▶ _Problem description_
Only the pictures stay out; every record is to be quoted exactly.

▶ _Provided records_
>> BEGIN

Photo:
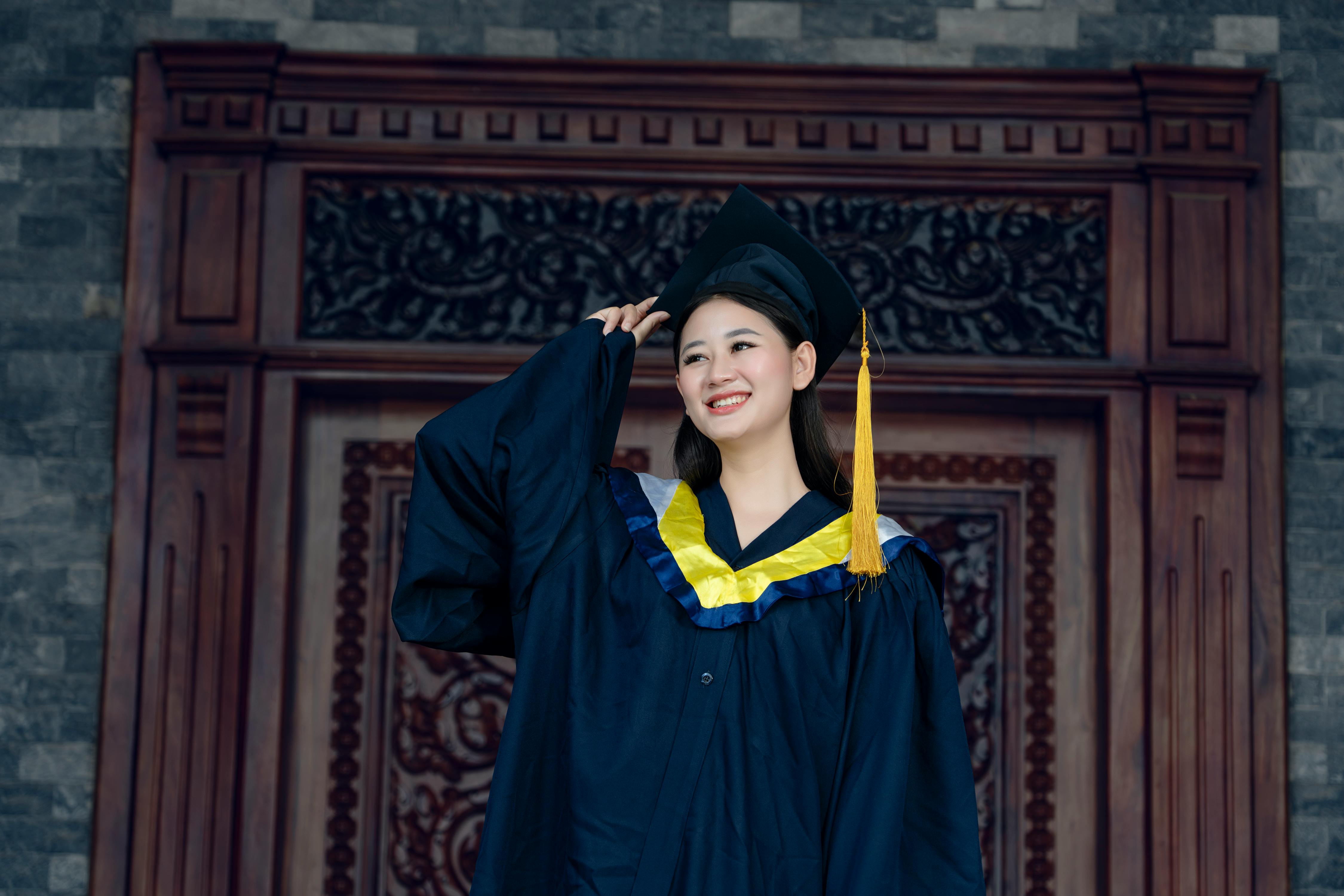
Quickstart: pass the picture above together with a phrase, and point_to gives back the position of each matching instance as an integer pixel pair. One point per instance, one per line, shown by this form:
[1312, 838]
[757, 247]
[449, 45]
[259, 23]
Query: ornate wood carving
[413, 824]
[476, 263]
[1035, 476]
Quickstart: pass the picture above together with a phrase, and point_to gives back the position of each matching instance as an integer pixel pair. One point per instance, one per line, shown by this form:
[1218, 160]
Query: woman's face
[736, 373]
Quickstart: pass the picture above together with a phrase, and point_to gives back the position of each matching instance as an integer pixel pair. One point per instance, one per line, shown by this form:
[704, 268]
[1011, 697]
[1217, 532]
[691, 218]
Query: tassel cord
[866, 557]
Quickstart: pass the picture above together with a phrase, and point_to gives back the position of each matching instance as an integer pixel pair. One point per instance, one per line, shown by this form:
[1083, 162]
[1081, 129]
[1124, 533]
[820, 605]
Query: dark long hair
[697, 458]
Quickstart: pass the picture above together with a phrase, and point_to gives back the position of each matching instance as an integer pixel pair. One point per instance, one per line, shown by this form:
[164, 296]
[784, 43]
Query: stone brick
[628, 17]
[458, 41]
[1219, 58]
[72, 801]
[47, 231]
[265, 10]
[69, 874]
[84, 656]
[1310, 836]
[695, 18]
[357, 37]
[521, 42]
[14, 26]
[1314, 168]
[1304, 655]
[1318, 511]
[58, 763]
[1312, 476]
[1305, 690]
[70, 26]
[1304, 619]
[1011, 57]
[765, 19]
[60, 93]
[30, 871]
[840, 22]
[1311, 33]
[226, 30]
[909, 25]
[1320, 441]
[25, 798]
[546, 14]
[41, 653]
[1334, 691]
[1307, 762]
[1023, 29]
[1252, 34]
[30, 128]
[1319, 726]
[93, 128]
[1302, 406]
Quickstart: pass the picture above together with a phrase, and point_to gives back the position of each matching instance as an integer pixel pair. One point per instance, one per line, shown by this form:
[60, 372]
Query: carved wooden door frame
[1187, 397]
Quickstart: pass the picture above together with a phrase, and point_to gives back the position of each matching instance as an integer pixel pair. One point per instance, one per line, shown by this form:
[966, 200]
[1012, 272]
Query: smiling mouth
[728, 403]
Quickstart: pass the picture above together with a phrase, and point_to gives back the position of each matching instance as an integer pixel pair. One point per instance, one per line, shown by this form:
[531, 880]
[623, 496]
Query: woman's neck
[761, 481]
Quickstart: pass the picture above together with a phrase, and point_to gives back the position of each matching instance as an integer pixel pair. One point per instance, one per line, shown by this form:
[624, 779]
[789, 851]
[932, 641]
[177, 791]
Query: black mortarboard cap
[748, 248]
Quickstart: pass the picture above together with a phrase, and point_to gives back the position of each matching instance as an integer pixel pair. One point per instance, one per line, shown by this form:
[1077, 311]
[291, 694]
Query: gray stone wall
[65, 82]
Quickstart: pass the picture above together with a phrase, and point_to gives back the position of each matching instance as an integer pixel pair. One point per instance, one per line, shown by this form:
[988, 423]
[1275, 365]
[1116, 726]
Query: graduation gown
[690, 717]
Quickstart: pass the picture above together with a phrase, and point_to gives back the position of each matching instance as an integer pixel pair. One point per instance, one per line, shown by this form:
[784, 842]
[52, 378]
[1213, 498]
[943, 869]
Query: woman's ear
[804, 366]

>> END

▶ _Output for this task_
Photo:
Quickstart: pass the picture above together with a phrase, and point_to gives back the position of each matching instance as an integer pixel pair. One point per instance, one per line, shown by this form:
[1312, 838]
[757, 247]
[449, 45]
[259, 23]
Query: ornate wood carving
[413, 824]
[476, 263]
[1035, 476]
Quickstart: pass the picture above together with a phrase, and point_to gives back the position of each matching instance as an integer pixel pair. One point per instance, one per line, shown by this form:
[1218, 160]
Query: woman's face
[736, 373]
Quickstart: pass the picture above together with a phrase, and point_to gives back the position of each matching instance as an integer pixel pair. One point per instance, one per line, shown by this form:
[704, 268]
[1011, 697]
[1217, 532]
[691, 218]
Query: tassel cord
[866, 557]
Quickstart: pass the picture above together with a phrase, and point_to gives back the position of each matching instance as an integer pixel pair. One point per instance, one per line, shown by this form:
[1083, 162]
[1081, 129]
[1124, 533]
[820, 605]
Query: dark long hair
[697, 458]
Quickstart: pass the picture above together with a phrase, and point_to gives back the position of each matching instance as an integer pixel pair. One point per instance, one per line, shown by this form:
[164, 296]
[784, 43]
Query: stone brick
[628, 17]
[458, 41]
[1219, 58]
[72, 801]
[47, 231]
[265, 10]
[69, 874]
[84, 656]
[1310, 836]
[695, 18]
[357, 37]
[521, 42]
[14, 26]
[1314, 168]
[1304, 655]
[1318, 511]
[58, 763]
[1312, 476]
[1305, 690]
[70, 26]
[1304, 619]
[1011, 57]
[765, 19]
[60, 93]
[30, 871]
[840, 22]
[1311, 33]
[226, 30]
[909, 25]
[1320, 441]
[25, 798]
[546, 14]
[41, 653]
[1334, 691]
[1307, 762]
[1023, 29]
[1252, 34]
[30, 128]
[1319, 726]
[93, 128]
[1302, 406]
Quickstart: pass the picture above together with a phrase, and point_to gives back the position of each matching instance as an integer pixel pair. One point per instance, one per line, shown by this form:
[60, 372]
Query: carved wooden door frame
[1187, 397]
Quickstart: pass the picture above together with a phrase, and point_to gives back the position of each matching instance as an integer pixel pair. One point per instance, one per line, shown by this form:
[966, 200]
[1012, 272]
Query: smiling mouth
[728, 403]
Quickstart: pass the picture above together with a phrase, and point_to gives back the position of each matching instance as an integer pixel pair. One point per instance, one per line, shown by this form:
[531, 880]
[623, 496]
Query: woman's neck
[761, 481]
Quickstart: pass the picture above together with a phrase, and point_to gives back the position of each matching instance as an integer pixel pair. One point per instance, one per line, shown by this form:
[624, 779]
[789, 851]
[932, 641]
[177, 791]
Query: black mortarboard cap
[748, 248]
Quickstart: pass the picture above together with a phrase, and point_to gives back the position of each matching instance as an integer pixel pair. One point per instance, one per line, shown by this form:
[1077, 311]
[291, 694]
Query: gray stone wall
[65, 82]
Quickstart: pass the picture above together with a phrase, and point_to gives back the position of each matching instance as an integer pixel pair. One point per instance, one per line, shown by this form:
[988, 423]
[1275, 365]
[1116, 726]
Query: graduation gown
[690, 717]
Quickstart: pass the picture above together with a phrase, and point_to gives back the position of each matching instance as an integer pixel pair. One point per instance, one per line, shown by this form:
[784, 842]
[52, 378]
[1213, 498]
[943, 869]
Query: woman's ear
[804, 366]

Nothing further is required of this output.